■ ARTICLE ■
========================================
La Feria de Séville, j’en avais vu de très belles photos de femmes en robe de danse, de chevaux ornés et bichonnés avec de beaux cavaliers en costume traditionnel, de belles calèches et de superbes taureaux, bref d’un décor de carte postale au milieu d’une ville monumentale, mais je n’avais pas idée de l’ambiance si particulière de cette fête, fête d’abord populaire et dernière festivité païenne dans un pays resté foncièrement catholique.
Il faut commencer par oublier la ville, la somptueuse Séville : la Feria se déroule dans un endroit consacré, quelque chose entre la Foire de Paris et le Salon du Bourget, une vaste surface où un millier (chiffre officiel) d’espaces privatisés, les casitas (petites maisons, en réalité des tentes) accueillent des invités, avec quelques-un seulement ouverts au public. Dès la tombée du jour, les Sévillans en costume parcourent les rues en groupes pour traverser le Guadalquivir et se rendre à la Feria.
Autant le dire tout de suite, la fête est destinée aux Sévillans ; le touriste est le bienvenu mais n’a pas de place particulière. Il doit se contenter de déambuler dans les allées, s’attabler aux terrasses publiques pour déguster des churros trempés dans un chocolat chaud, ou acheter du turron et des amandes caramélisées, mais a du mal à entrer dans nombre de ces locaux nocturnes protégés par un vigile en uniforme ou un videur professionnel.
Rien de grave, ces espaces sont ouverts sur l’extérieur et l’on peut écouter les orchestres et les chanteurs de flamenco ou regarder les Sévillans qui dansent, entre deux bières servies sur de petites tables. Le spectacle est permanent, la bonne humeur contagieuse et beaucoup de jeunes et de moins jeunes dansent même à l’extérieur, toutes classes et toutes générations confondues, dans un chahut musical de plus en plus impressionnant à mesure qu’on s’enfonce dans la nuit.
========================================
■ CONSIGNE 1 ■
Dans l'article sur la Feria de Séville, reformulez plus brièvement le paragraphe qui commence par « Autant le dire tout de suite », sans perdre ses faits principaux.
■ CONSIGNE 2 ■
Prolongez l'article sur la Feria de Séville à partir de sa dernière phrase.
La liste ci-dessous n'a aucun rôle ici.

■ Exemples de détection ■
========================================
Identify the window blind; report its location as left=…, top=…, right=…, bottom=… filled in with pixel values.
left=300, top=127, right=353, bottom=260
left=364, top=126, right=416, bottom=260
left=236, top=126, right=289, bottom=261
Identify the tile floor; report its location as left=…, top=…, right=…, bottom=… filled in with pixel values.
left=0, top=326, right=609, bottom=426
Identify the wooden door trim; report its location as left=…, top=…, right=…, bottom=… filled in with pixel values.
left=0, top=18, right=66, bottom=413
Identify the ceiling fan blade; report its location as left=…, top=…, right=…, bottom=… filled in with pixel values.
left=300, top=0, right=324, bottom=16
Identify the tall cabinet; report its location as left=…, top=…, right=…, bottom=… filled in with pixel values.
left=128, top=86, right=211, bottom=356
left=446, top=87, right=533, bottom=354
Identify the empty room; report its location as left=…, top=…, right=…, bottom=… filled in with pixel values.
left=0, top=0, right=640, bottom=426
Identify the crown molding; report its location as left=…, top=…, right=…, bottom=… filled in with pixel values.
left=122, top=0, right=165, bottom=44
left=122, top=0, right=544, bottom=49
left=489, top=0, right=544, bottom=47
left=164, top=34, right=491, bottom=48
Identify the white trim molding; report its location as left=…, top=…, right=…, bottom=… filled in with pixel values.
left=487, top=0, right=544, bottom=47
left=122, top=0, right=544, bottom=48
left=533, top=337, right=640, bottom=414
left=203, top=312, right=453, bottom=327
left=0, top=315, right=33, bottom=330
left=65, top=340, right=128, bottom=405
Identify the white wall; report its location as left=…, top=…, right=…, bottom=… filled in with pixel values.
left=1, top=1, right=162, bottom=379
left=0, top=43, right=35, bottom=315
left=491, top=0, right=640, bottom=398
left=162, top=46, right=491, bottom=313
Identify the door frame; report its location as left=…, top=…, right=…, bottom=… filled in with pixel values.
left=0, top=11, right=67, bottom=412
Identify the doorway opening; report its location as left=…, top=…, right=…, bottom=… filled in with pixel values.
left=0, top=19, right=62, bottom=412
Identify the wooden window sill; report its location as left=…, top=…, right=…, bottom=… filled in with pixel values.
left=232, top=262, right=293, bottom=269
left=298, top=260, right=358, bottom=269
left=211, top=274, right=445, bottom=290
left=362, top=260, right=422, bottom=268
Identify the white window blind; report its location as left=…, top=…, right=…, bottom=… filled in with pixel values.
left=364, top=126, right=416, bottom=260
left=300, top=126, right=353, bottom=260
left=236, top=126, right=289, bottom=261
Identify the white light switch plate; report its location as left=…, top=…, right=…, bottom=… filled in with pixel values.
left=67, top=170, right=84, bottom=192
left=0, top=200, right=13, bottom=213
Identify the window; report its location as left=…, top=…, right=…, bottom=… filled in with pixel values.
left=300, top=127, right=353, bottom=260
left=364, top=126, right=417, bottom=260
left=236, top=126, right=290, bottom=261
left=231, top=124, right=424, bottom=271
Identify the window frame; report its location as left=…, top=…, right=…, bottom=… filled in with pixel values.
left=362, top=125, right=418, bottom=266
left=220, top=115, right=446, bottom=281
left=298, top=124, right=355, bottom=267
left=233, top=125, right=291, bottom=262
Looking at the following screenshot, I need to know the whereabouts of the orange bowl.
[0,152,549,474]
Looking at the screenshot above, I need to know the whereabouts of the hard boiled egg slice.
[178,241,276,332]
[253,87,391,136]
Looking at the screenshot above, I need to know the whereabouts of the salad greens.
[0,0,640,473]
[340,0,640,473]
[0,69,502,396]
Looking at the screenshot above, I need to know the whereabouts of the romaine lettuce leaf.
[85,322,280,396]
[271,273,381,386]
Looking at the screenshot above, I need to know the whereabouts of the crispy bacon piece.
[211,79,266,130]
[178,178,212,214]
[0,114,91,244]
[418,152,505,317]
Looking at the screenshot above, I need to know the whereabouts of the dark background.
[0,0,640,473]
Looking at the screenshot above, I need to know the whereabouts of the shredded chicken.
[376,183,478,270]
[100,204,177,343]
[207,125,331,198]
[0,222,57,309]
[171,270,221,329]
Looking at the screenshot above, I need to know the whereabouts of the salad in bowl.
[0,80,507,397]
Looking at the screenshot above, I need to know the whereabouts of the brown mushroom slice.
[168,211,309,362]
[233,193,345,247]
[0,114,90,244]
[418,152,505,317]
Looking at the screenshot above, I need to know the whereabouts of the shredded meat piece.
========================================
■ RÉSULTAT 1 ■
La fête est faite pour les Sévillans. Le touriste y est bien accueilli mais n'a pas de place à lui. Il peut se promener dans les allées, manger des churros trempés dans du chocolat chaud aux terrasses publiques, ou acheter du turron et des amandes caramélisées. En revanche, il entre difficilement dans beaucoup de ces lieux de nuit, gardés par un vigile ou un videur.

■ RÉSULTAT 2 ■
Club des solitaires, club des notaires, club des communicants, club du parti communiste (PCE), clubs des groupes industriels de la ville, club du “il n’est jamais trop tard”, c’est tout le tissu politique, économique et social de la ville qui se décline au long des avenues de la Feria, avec des zones plus huppées, d’autres plus avec des concentrations de jeunes immobiles qui bavardent dans la nuit, une cannette à la main.
Des montagnes de déchets s’accumulent dans les coins et des voitures de police sont stationnées aux principaux carrefours car les agressions – ou bagarres – ne sont pas rares, parfois mortelles comme celle qui a coûté la vie à un jeune de dix-neuf ans vendredi.
Mais la magie est la plus forte, et l’on sent que cette fête est préparée une année durant , un peu comme le carnaval pour les Vénitiens. Toutes les femmes sont en robes colorées à volants, toutes s’essayent à danser et certaines avec une très grande maîtrise. Le spectacle est autant dans les casitas que dans la rue, et même à une heure du matin on voit passer des couples en costumes et à cheval, les femmes en amazone derrière les cavaliers.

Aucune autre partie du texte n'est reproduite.